== Exercise details ==
Rewrite every entry below as a numbered list, one line per item, with blank lines left out. Leave the pictures out of your answer.

___ Listed entries ___

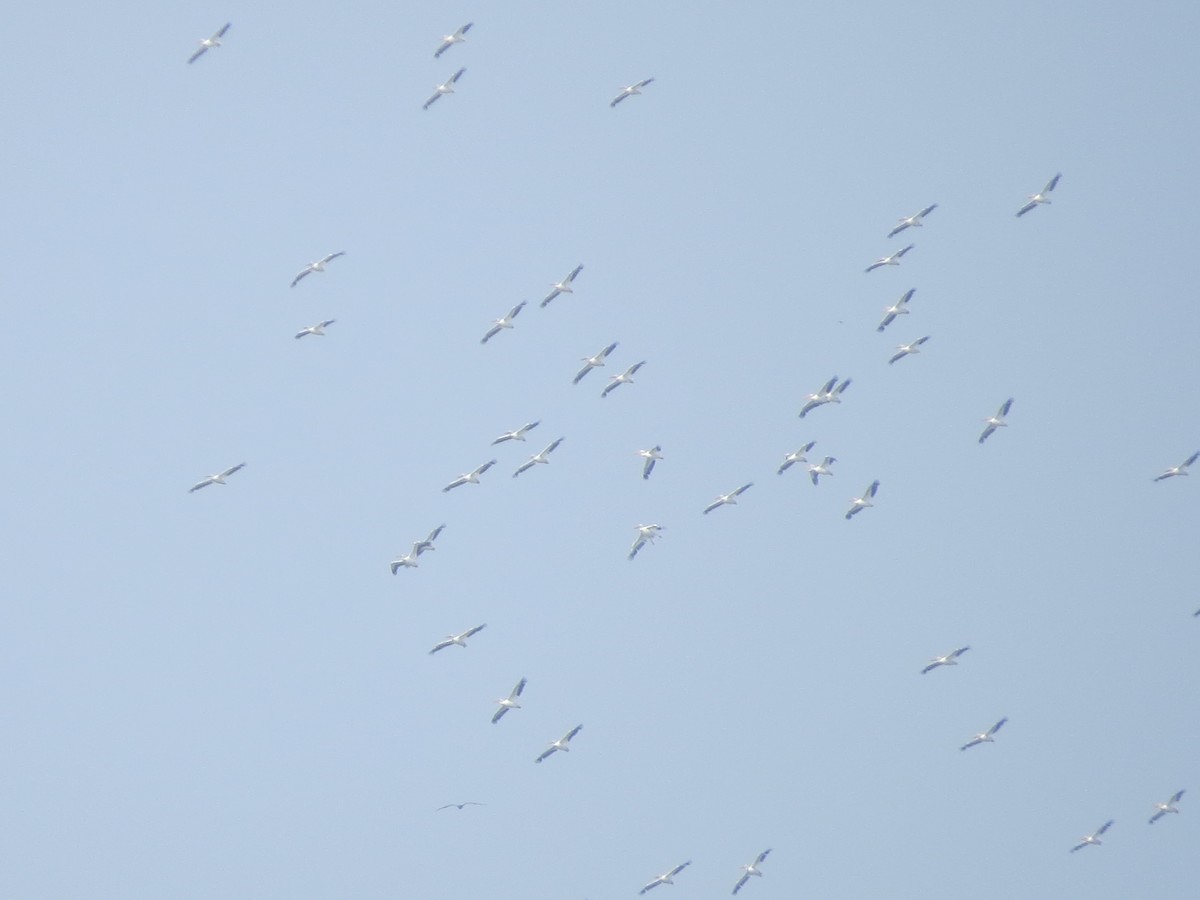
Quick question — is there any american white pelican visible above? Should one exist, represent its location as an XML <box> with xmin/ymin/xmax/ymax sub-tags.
<box><xmin>704</xmin><ymin>481</ymin><xmax>754</xmax><ymax>516</ymax></box>
<box><xmin>534</xmin><ymin>725</ymin><xmax>583</xmax><ymax>762</ymax></box>
<box><xmin>959</xmin><ymin>715</ymin><xmax>1008</xmax><ymax>750</ymax></box>
<box><xmin>888</xmin><ymin>203</ymin><xmax>937</xmax><ymax>238</ymax></box>
<box><xmin>442</xmin><ymin>460</ymin><xmax>496</xmax><ymax>493</ymax></box>
<box><xmin>541</xmin><ymin>263</ymin><xmax>583</xmax><ymax>308</ymax></box>
<box><xmin>1016</xmin><ymin>172</ymin><xmax>1062</xmax><ymax>216</ymax></box>
<box><xmin>492</xmin><ymin>678</ymin><xmax>526</xmax><ymax>725</ymax></box>
<box><xmin>979</xmin><ymin>397</ymin><xmax>1013</xmax><ymax>444</ymax></box>
<box><xmin>421</xmin><ymin>68</ymin><xmax>467</xmax><ymax>109</ymax></box>
<box><xmin>187</xmin><ymin>462</ymin><xmax>246</xmax><ymax>493</ymax></box>
<box><xmin>480</xmin><ymin>300</ymin><xmax>529</xmax><ymax>343</ymax></box>
<box><xmin>187</xmin><ymin>22</ymin><xmax>233</xmax><ymax>65</ymax></box>
<box><xmin>733</xmin><ymin>848</ymin><xmax>770</xmax><ymax>894</ymax></box>
<box><xmin>433</xmin><ymin>22</ymin><xmax>475</xmax><ymax>59</ymax></box>
<box><xmin>512</xmin><ymin>438</ymin><xmax>565</xmax><ymax>478</ymax></box>
<box><xmin>865</xmin><ymin>244</ymin><xmax>913</xmax><ymax>271</ymax></box>
<box><xmin>1070</xmin><ymin>818</ymin><xmax>1115</xmax><ymax>853</ymax></box>
<box><xmin>292</xmin><ymin>250</ymin><xmax>346</xmax><ymax>287</ymax></box>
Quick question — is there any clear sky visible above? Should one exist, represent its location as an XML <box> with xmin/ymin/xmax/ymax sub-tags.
<box><xmin>0</xmin><ymin>0</ymin><xmax>1200</xmax><ymax>900</ymax></box>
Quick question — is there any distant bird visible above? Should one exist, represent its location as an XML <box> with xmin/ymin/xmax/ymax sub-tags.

___

== Exercise result ==
1. Quick question — is there any american white pelican visible above? Should one exist, represent its location as an XML <box> with xmin/ymin/xmax/ymax sub-tags.
2. <box><xmin>704</xmin><ymin>481</ymin><xmax>754</xmax><ymax>516</ymax></box>
3. <box><xmin>534</xmin><ymin>725</ymin><xmax>583</xmax><ymax>762</ymax></box>
4. <box><xmin>959</xmin><ymin>715</ymin><xmax>1008</xmax><ymax>750</ymax></box>
5. <box><xmin>888</xmin><ymin>203</ymin><xmax>937</xmax><ymax>238</ymax></box>
6. <box><xmin>442</xmin><ymin>460</ymin><xmax>496</xmax><ymax>493</ymax></box>
7. <box><xmin>541</xmin><ymin>263</ymin><xmax>583</xmax><ymax>308</ymax></box>
8. <box><xmin>1016</xmin><ymin>172</ymin><xmax>1062</xmax><ymax>216</ymax></box>
9. <box><xmin>492</xmin><ymin>678</ymin><xmax>526</xmax><ymax>725</ymax></box>
10. <box><xmin>979</xmin><ymin>397</ymin><xmax>1013</xmax><ymax>444</ymax></box>
11. <box><xmin>421</xmin><ymin>68</ymin><xmax>467</xmax><ymax>109</ymax></box>
12. <box><xmin>187</xmin><ymin>462</ymin><xmax>246</xmax><ymax>493</ymax></box>
13. <box><xmin>480</xmin><ymin>300</ymin><xmax>529</xmax><ymax>343</ymax></box>
14. <box><xmin>187</xmin><ymin>22</ymin><xmax>233</xmax><ymax>65</ymax></box>
15. <box><xmin>733</xmin><ymin>848</ymin><xmax>770</xmax><ymax>894</ymax></box>
16. <box><xmin>433</xmin><ymin>22</ymin><xmax>475</xmax><ymax>59</ymax></box>
17. <box><xmin>512</xmin><ymin>438</ymin><xmax>565</xmax><ymax>478</ymax></box>
18. <box><xmin>865</xmin><ymin>244</ymin><xmax>913</xmax><ymax>271</ymax></box>
19. <box><xmin>1070</xmin><ymin>818</ymin><xmax>1115</xmax><ymax>853</ymax></box>
20. <box><xmin>292</xmin><ymin>250</ymin><xmax>346</xmax><ymax>287</ymax></box>
21. Quick question — is there any clear sky visible above? Should one exist, represent its location as an XML <box> with xmin/ymin/xmax/ymax sub-tags.
22. <box><xmin>0</xmin><ymin>0</ymin><xmax>1200</xmax><ymax>900</ymax></box>
23. Quick question — is there any distant bird visible above? Should one exist, represent its location as an XML <box> with xmin/ymin/xmax/ymax sub-tags.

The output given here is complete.